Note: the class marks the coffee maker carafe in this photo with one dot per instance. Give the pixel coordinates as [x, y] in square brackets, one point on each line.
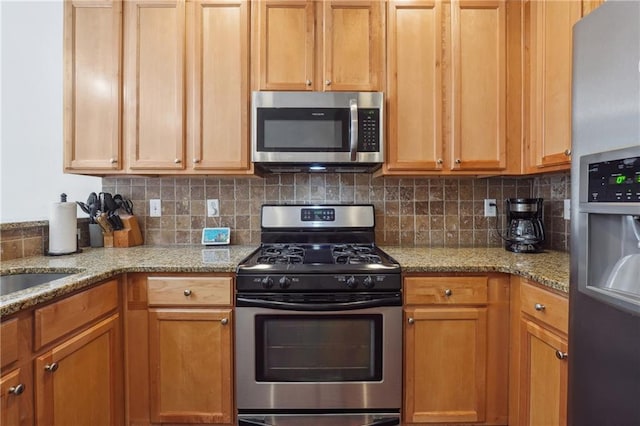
[525, 231]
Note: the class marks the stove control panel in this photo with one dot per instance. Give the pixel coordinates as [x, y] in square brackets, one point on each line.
[318, 282]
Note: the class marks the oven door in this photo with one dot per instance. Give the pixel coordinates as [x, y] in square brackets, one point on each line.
[292, 357]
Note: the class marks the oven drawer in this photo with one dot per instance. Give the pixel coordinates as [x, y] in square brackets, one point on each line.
[189, 291]
[445, 290]
[545, 306]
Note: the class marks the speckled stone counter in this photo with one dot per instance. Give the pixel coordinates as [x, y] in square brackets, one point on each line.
[93, 265]
[550, 268]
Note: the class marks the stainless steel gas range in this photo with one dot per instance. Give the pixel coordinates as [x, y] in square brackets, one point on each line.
[318, 321]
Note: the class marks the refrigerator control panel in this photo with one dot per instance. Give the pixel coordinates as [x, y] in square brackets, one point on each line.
[614, 181]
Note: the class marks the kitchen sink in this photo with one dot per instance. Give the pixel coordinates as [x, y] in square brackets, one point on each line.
[17, 282]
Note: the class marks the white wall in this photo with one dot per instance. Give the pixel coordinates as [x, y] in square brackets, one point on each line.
[31, 175]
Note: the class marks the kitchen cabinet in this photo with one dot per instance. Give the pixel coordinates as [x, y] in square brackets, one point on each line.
[548, 43]
[455, 330]
[180, 339]
[78, 377]
[333, 45]
[184, 86]
[447, 88]
[92, 86]
[538, 376]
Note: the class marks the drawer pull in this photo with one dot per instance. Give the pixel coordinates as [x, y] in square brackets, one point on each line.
[51, 367]
[17, 389]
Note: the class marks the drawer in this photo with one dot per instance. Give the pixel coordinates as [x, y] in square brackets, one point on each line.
[189, 291]
[545, 306]
[9, 342]
[445, 290]
[59, 318]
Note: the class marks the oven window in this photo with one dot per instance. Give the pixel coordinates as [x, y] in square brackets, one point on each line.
[318, 348]
[303, 129]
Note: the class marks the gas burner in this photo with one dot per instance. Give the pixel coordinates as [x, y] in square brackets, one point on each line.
[357, 259]
[279, 254]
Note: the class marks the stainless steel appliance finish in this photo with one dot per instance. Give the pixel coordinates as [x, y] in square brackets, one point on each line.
[318, 321]
[317, 131]
[604, 314]
[525, 230]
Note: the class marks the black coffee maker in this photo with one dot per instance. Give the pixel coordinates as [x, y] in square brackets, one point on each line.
[525, 231]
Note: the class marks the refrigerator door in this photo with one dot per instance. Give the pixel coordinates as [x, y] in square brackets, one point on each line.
[604, 337]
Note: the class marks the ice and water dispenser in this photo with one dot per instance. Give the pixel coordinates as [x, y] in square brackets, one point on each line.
[608, 226]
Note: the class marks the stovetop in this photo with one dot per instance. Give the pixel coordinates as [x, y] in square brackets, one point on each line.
[318, 248]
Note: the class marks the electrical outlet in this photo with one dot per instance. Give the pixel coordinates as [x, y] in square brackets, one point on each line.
[213, 208]
[155, 208]
[567, 209]
[490, 207]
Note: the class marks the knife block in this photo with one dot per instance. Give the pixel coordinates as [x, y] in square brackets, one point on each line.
[129, 236]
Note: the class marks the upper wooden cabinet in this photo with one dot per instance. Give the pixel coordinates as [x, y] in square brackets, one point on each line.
[92, 76]
[447, 67]
[333, 45]
[185, 88]
[548, 42]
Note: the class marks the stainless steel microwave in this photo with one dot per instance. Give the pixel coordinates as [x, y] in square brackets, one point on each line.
[317, 131]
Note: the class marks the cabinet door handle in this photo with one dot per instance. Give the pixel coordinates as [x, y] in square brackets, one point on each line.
[51, 367]
[17, 389]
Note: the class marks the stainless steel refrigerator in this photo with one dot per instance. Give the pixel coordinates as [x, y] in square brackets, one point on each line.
[604, 304]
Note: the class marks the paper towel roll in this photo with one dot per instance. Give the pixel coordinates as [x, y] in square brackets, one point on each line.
[62, 228]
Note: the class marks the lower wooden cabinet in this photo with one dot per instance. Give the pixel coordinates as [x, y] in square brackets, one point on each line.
[180, 349]
[539, 358]
[78, 382]
[455, 363]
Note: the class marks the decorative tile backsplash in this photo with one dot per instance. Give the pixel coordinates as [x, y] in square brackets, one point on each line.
[435, 212]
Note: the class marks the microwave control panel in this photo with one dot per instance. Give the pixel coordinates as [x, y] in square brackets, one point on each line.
[615, 181]
[368, 130]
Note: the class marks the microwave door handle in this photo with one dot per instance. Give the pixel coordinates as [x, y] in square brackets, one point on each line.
[353, 131]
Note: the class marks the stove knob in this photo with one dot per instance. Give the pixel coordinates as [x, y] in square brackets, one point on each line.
[368, 282]
[267, 282]
[285, 282]
[351, 282]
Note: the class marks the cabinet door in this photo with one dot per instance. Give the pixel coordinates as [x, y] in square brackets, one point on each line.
[154, 40]
[218, 81]
[478, 29]
[352, 51]
[445, 364]
[543, 384]
[414, 94]
[190, 349]
[12, 394]
[551, 23]
[79, 382]
[284, 44]
[92, 78]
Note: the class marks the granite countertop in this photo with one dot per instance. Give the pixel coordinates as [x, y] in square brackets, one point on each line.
[93, 265]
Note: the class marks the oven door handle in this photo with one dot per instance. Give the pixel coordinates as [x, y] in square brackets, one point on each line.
[342, 306]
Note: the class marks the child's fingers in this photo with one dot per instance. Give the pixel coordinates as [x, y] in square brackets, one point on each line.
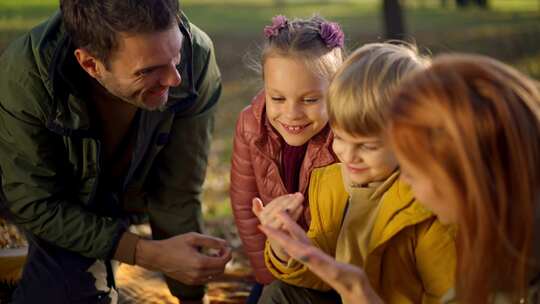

-------

__Instructions for the task__
Could you copy every record above exactly, leaving out the pictures?

__Solution for this exercise__
Note: the class marks the coffee maker carafe in this photo with one dot per instance. Give the pixel coordinates as [x, y] in square brackets, one point on each line.
[525, 231]
Note: the class marks the stove control panel in this photo with one dot per instance. Give the pixel coordinates as [x, y] in square brackets, one point on each line.
[318, 282]
Note: the class marks the oven door in this photo with one dot per instance. Give the pixel coordinates as [x, y] in square brackets, one point on each line.
[292, 357]
Note: the class marks the oven drawer in this photo with one dot per instance. Give the pixel coordinates as [x, y] in square brackets, one point on each line.
[189, 291]
[445, 290]
[545, 306]
Note: the class marks the speckled stone counter in this photo with one dot per instance. Give the pixel coordinates as [x, y] in square brackets, one point on each line.
[93, 265]
[550, 268]
Note: the class marks the stainless steel gas range in this photo with one dot per instance. Give the pixel coordinates as [x, y] in square brackets, one point on each line.
[318, 321]
Note: the class marks the refrigerator control panel in this photo with one dot per instance. Give the pixel coordinates as [x, y] in square brackets, one point on each line.
[614, 181]
Note: the class marks the kitchen sink in this photo with one dot per instance. Give the pixel coordinates as [x, y] in square brackets, one point on each line.
[17, 282]
Note: the class marks the white wall in this photo with one dot per instance. Give the pixel coordinates as [x, y] in square brackets, one point on each line.
[31, 175]
Note: the class marks the kitchen cabinet in this photo with one dot per instance. Give the pixel coordinates as [x, y] in square brackets, one point on each line.
[548, 43]
[455, 330]
[180, 339]
[78, 377]
[333, 45]
[184, 86]
[447, 88]
[92, 86]
[538, 376]
Note: the class marks the drawer pull in this photo with one dot per instance. Give the pixel coordinates as [x, y] in square brackets, one point on each line.
[51, 367]
[17, 389]
Note: the class marks the drawer in this photo with one dot per instance. Give the pixel coordinates as [x, y] in square brackets, one point on each line.
[189, 291]
[545, 306]
[9, 342]
[445, 290]
[59, 318]
Note: the class marks the oven window in this photo with one dot per instance. Give the pixel coordinates as [x, y] in square brackets, one point on each line.
[318, 348]
[303, 129]
Note: the class marks the gas burner in this photo with one dot per instance. Give the pixel coordinates as [x, y] in square brackets, one point on each line.
[357, 259]
[279, 254]
Note: the class marks the stainless steel appliance finish in this photo with one dot per instance. Give the pixel coordinates as [x, y] in square brackets, one point on each line.
[318, 321]
[317, 131]
[604, 314]
[525, 230]
Note: the class marks the black coffee maker in this photo with one dot per instance. Give the pixel coordinates as [x, y] in square brackets, one point on each line.
[525, 231]
Note: the class marks the refrigerator door in this photo with one dot per instance. Give the pixel coordinates as [x, y] in square brackets, one point on each line.
[604, 337]
Note: the class marks the ice and water dispenser in this photo with one dot per instance. Give the pixel coordinates as [x, y] in square brackets, one point on each line.
[608, 226]
Note: the class marks the stovetop in this photo with one dot per instance. Give the pixel coordinates as [x, y] in square brackets, one point on each line.
[318, 248]
Note: the class marks the electrical outlet in this photo with one dot per instance. Give the pixel coordinates as [x, y] in square brackets, one point on each line.
[213, 208]
[155, 208]
[567, 209]
[490, 207]
Note: the class marks the knife block in this photo with one dot per instance. Give the pixel coordinates as [x, y] in square brackets, one point on each line.
[129, 236]
Note: the class marks the upper wooden cabinet in this photo with one dot per instance. Give the pixel coordinates as [x, y] in square brackets, one point on each line.
[92, 76]
[447, 67]
[333, 45]
[185, 88]
[548, 42]
Note: the class marks the stainless steel microwave in this photo with one dot per instance. Give the pixel coordinates as [x, y] in square brackets, one point on each line.
[317, 131]
Note: the class marks the cabinet door handle in this photo with one dot per instance. Give the pixel coordinates as [x, y] in square brackets, one point on each line.
[51, 367]
[17, 389]
Note: the class marks the stainless steel refrigerator in this photo with one dot per instance. Give the pixel coordinates as [x, y] in square brackets, one point on each line.
[604, 304]
Note: the class marks the paper towel roll in this photo with one dot per instance. Give the pixel coordinates as [x, y] in square brackets, one point on each line.
[62, 228]
Note: the class marks the lower wooden cabinet in this photo with one dot per instance. Give the pixel coordinates as [x, y] in square brackets, one point on each line.
[180, 349]
[539, 358]
[78, 382]
[455, 363]
Note: the class marks the decorative tile backsplash in this photo with one dot per instance. Give the pixel coordinates as [x, y] in square brackets, one point on each line.
[435, 212]
Note: the class marks the microwave control panel in this photo with one dot per instance. Give the pixel coordinates as [x, y] in square brackets, one point on each line.
[615, 181]
[368, 130]
Note: the class marks the microwave door handle in this photo with one dot per instance. Give the pixel coordinates as [x, y] in square brackets, one point on each line.
[353, 131]
Note: the class marks the stove knob in this photo with one dot per instance. Give the pixel coordinates as [x, y] in square brackets, one point on each line.
[368, 282]
[267, 282]
[285, 282]
[351, 282]
Note: the class marks the cabinet door in this photo with one dot per instance. Give the pixel coordinates as [x, y] in square brackets, one point on each line.
[154, 40]
[218, 81]
[478, 29]
[352, 51]
[445, 364]
[543, 384]
[414, 94]
[190, 349]
[12, 394]
[551, 23]
[79, 382]
[284, 44]
[92, 78]
Note: the class marks the granite countertop in this photo with one dot per instance. Give the pixel coordinates as [x, y] in square brackets, one point on each line.
[93, 265]
Note: the class marks the oven door handle in this photo with one dot per instance. Give the pixel coordinates as [x, y] in square brackets, one point on each line.
[342, 306]
Note: the class marks the child's fingers in this photo with one dot per instance. Give the pixel coordinates as [x, y] in square brackets, one point on each line.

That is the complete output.